Pick out and copy every line in the material below that contains the word "white". Case counts.

##### GIVEN RECORDS #####

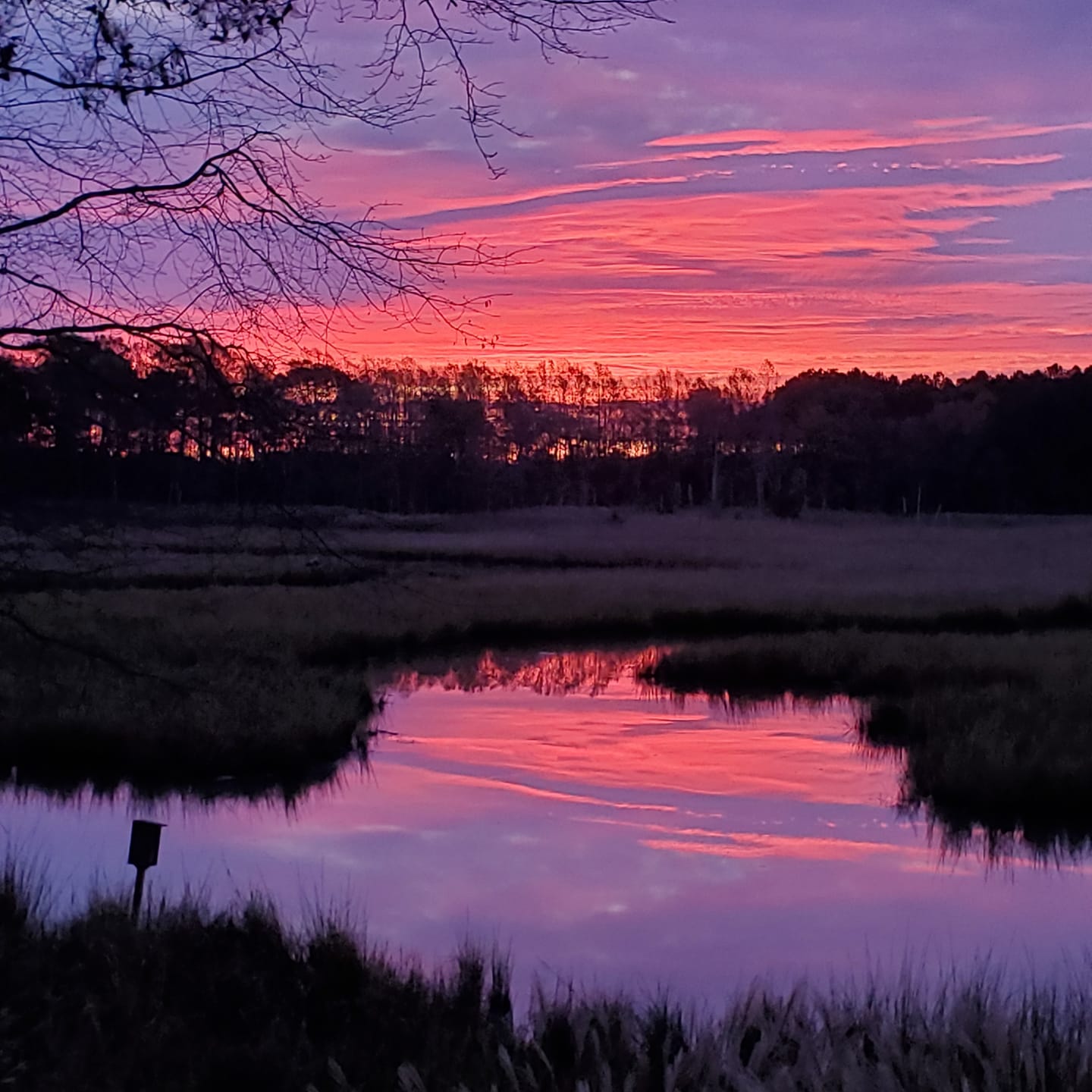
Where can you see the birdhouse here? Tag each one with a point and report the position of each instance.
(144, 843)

#####
##### GIVEN RECORDS #####

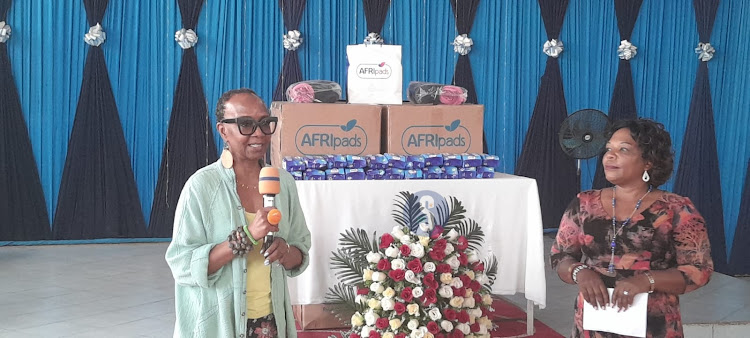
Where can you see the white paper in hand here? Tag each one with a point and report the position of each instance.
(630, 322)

#####
##### GIVEN RECORDS #####

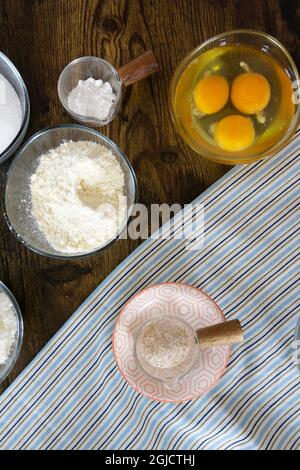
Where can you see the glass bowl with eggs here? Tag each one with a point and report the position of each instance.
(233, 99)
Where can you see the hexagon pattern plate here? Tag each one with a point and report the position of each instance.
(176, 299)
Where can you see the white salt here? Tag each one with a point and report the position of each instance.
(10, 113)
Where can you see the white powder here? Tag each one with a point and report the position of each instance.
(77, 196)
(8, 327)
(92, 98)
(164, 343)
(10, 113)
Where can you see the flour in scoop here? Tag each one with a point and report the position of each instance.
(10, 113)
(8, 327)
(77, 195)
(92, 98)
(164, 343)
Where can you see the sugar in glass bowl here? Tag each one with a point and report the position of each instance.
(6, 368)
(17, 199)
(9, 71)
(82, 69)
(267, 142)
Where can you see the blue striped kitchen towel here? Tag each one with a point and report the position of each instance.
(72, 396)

#####

> [SOLUTION]
Where can you see the white paper in hand here? Tag each one with a point and report the position of each instance.
Where can you see the white salt here? Tag each one with a point and report the position of each instance.
Where can you see the white powder here? Tag each one with a point and report the position of each instance.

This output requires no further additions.